**Your goal:** Rewrite everything from the line containing "Where can the red cherry" down to the line containing "Target: red cherry tomato", putting "yellow" wherever "red" appears and leaving the rest unchanged. Leave the pictures out of your answer.

**Supplied records:**
= = = =
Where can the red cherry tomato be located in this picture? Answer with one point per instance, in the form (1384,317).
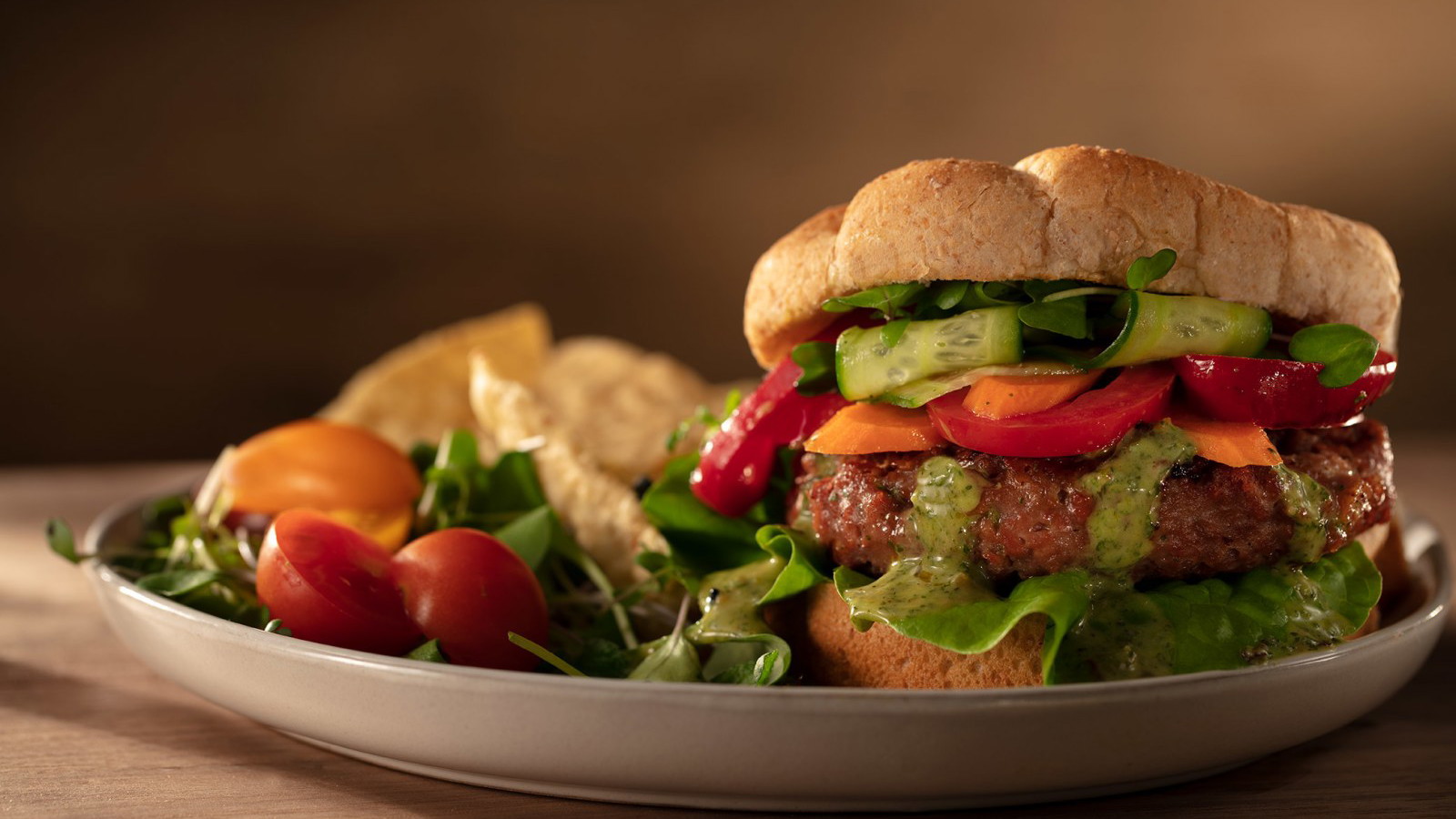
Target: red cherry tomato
= = = =
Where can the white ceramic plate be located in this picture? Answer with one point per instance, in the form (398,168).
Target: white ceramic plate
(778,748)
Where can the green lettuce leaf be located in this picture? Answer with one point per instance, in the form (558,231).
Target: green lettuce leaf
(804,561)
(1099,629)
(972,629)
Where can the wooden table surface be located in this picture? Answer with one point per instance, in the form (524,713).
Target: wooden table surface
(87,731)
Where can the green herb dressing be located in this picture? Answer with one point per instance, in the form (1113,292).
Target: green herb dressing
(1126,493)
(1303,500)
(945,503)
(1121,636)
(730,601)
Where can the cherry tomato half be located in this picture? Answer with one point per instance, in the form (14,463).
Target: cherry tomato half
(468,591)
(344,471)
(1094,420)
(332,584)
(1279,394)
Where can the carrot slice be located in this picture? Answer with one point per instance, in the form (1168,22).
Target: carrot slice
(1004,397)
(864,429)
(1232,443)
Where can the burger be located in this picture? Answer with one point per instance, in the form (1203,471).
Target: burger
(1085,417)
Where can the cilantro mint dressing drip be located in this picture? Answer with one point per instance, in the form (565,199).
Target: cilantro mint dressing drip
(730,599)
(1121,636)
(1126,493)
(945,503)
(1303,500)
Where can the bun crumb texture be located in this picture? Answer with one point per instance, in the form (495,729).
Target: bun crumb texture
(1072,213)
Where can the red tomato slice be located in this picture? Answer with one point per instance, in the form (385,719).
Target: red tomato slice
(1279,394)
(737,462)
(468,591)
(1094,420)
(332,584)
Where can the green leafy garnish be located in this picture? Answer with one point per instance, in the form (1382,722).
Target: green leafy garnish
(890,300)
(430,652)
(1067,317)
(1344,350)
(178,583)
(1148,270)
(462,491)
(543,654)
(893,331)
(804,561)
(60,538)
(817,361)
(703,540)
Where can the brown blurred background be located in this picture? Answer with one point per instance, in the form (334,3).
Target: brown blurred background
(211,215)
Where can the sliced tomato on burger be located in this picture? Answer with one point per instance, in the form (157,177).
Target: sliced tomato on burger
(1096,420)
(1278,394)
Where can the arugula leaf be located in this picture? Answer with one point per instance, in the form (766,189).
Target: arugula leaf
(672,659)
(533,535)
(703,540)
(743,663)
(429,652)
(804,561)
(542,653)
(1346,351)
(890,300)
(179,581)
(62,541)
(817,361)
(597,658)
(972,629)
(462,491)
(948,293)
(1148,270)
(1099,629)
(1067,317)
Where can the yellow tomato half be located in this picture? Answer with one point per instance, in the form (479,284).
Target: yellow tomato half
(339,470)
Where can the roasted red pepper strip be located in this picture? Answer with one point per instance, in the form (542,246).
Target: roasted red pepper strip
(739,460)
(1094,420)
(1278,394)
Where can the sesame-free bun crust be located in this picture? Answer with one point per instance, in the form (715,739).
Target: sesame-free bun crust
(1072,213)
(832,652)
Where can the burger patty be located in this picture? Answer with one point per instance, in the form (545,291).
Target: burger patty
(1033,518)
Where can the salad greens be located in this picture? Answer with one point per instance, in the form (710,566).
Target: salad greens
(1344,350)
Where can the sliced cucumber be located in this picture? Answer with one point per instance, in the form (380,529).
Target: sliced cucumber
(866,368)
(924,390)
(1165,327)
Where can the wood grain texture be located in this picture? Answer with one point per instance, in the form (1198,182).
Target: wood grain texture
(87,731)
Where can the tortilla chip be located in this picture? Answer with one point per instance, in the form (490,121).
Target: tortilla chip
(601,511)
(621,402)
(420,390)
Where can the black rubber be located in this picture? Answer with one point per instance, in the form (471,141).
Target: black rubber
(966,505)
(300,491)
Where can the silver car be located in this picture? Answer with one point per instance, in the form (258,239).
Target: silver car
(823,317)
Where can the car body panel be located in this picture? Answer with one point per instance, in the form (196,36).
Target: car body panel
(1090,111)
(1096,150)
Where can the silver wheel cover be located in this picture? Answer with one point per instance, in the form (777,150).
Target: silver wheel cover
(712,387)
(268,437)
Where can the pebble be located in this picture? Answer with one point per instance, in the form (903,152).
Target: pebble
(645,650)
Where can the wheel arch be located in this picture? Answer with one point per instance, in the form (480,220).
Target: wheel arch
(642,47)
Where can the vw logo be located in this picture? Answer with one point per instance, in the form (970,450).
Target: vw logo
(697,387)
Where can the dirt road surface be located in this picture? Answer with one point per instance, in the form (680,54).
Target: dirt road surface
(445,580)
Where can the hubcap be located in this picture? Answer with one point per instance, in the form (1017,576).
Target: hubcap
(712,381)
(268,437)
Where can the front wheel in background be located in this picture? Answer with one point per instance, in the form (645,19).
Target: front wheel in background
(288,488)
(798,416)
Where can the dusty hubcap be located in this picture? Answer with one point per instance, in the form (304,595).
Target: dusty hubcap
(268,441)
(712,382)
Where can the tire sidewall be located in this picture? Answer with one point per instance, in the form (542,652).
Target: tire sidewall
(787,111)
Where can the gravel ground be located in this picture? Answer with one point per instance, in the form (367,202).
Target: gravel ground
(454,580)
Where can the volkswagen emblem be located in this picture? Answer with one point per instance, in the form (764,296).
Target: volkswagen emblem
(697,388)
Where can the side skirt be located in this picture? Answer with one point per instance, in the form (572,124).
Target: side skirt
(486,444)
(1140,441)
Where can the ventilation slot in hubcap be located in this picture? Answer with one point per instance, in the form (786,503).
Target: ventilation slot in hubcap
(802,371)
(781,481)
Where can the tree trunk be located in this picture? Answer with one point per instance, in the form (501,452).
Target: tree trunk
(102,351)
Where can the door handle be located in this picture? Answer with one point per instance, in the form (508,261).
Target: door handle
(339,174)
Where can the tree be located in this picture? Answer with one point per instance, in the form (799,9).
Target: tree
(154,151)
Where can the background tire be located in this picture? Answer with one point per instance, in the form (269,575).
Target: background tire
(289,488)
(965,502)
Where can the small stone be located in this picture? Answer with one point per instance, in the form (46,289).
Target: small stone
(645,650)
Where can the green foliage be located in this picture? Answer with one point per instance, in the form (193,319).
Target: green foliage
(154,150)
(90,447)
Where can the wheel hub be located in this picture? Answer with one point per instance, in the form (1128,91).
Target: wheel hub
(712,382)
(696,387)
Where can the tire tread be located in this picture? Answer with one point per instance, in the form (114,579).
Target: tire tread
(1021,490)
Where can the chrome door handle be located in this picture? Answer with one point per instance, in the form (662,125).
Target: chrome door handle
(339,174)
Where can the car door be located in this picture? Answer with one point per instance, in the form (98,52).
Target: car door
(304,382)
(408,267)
= = = =
**Exercise result:**
Where can the yellow cherry tomato be located in this picture? Answer with one point per instance, in the form (1384,317).
Target: yellow cherry tomato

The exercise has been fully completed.